▶ **YOUR OBJECTIVE**
Duplicate the entire listing below word for word, omitting the pictures.

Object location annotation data

================================

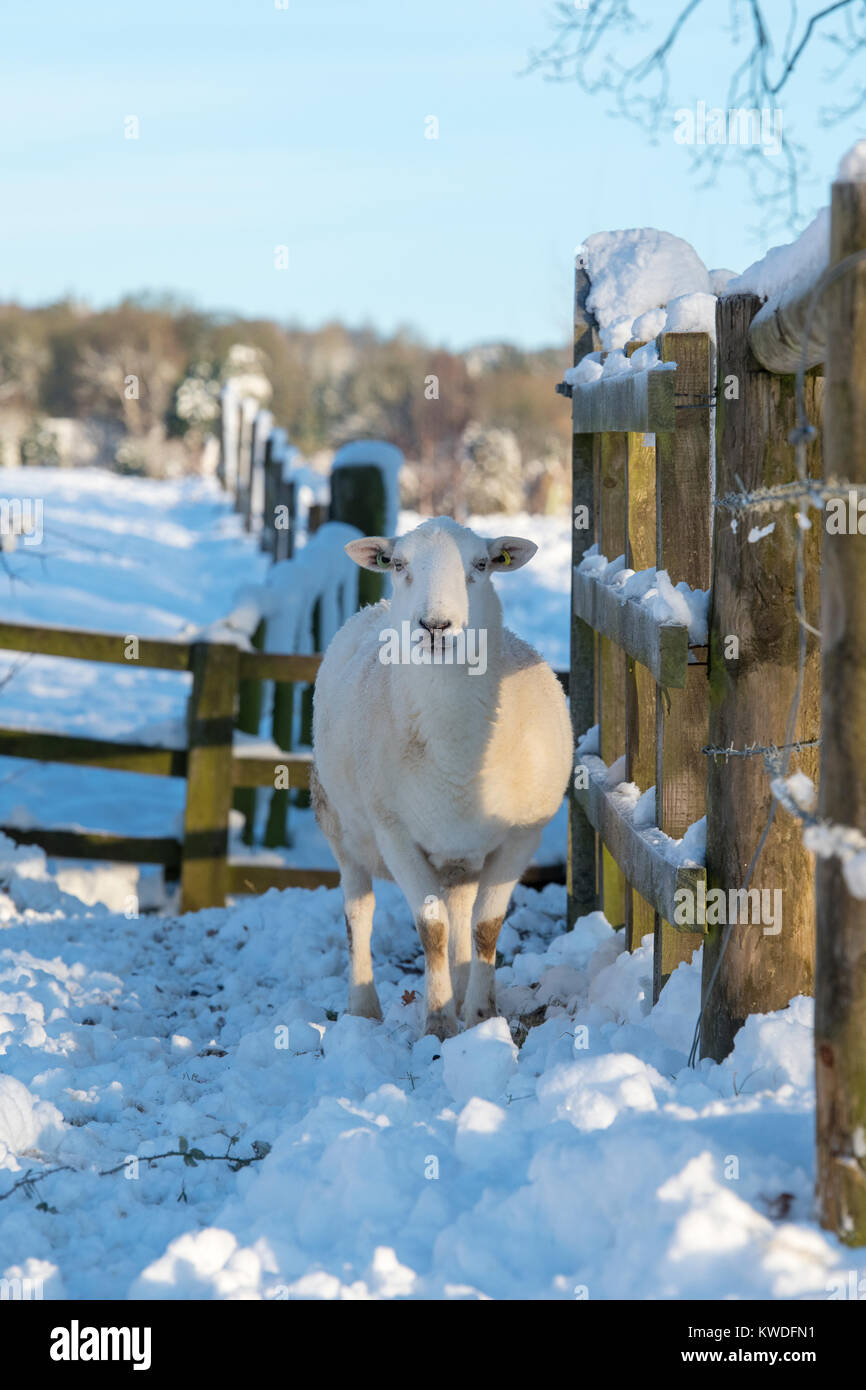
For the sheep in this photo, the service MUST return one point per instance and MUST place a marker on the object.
(434, 770)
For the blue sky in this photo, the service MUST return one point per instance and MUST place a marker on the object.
(305, 127)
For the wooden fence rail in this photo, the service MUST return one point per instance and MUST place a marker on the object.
(648, 435)
(211, 762)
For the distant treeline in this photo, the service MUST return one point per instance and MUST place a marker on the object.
(149, 371)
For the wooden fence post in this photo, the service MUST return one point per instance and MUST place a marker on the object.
(263, 423)
(641, 687)
(683, 548)
(228, 439)
(612, 659)
(273, 464)
(752, 669)
(250, 694)
(245, 448)
(357, 496)
(840, 986)
(581, 854)
(287, 505)
(209, 776)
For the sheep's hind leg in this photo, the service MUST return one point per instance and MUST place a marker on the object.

================================

▶ **THE RESPONSE**
For the sheep in this photo, the service MUST return one point per instance and MUST place a marker on the object.
(434, 770)
For the blue sky in this photo, the service MUST return one point per instance and MUST place a marker on the object.
(305, 127)
For the wooden fence rail in this photo, the service MUST return one point per instance and MUST place a marker on the object.
(648, 435)
(211, 762)
For the distant treeline in this photo, the service MUST return one point per instance and MUST place a marker on the object.
(149, 371)
For the wooden fence post in this photo, the service MUST return one point per instance and MUST place a marker on the object.
(263, 423)
(641, 687)
(683, 548)
(228, 439)
(612, 659)
(273, 464)
(752, 669)
(250, 694)
(245, 448)
(357, 496)
(840, 986)
(581, 854)
(287, 505)
(209, 776)
For the sheep's hind leg in this photo, the service MUST return one point per instance and MUST place a marker on the object.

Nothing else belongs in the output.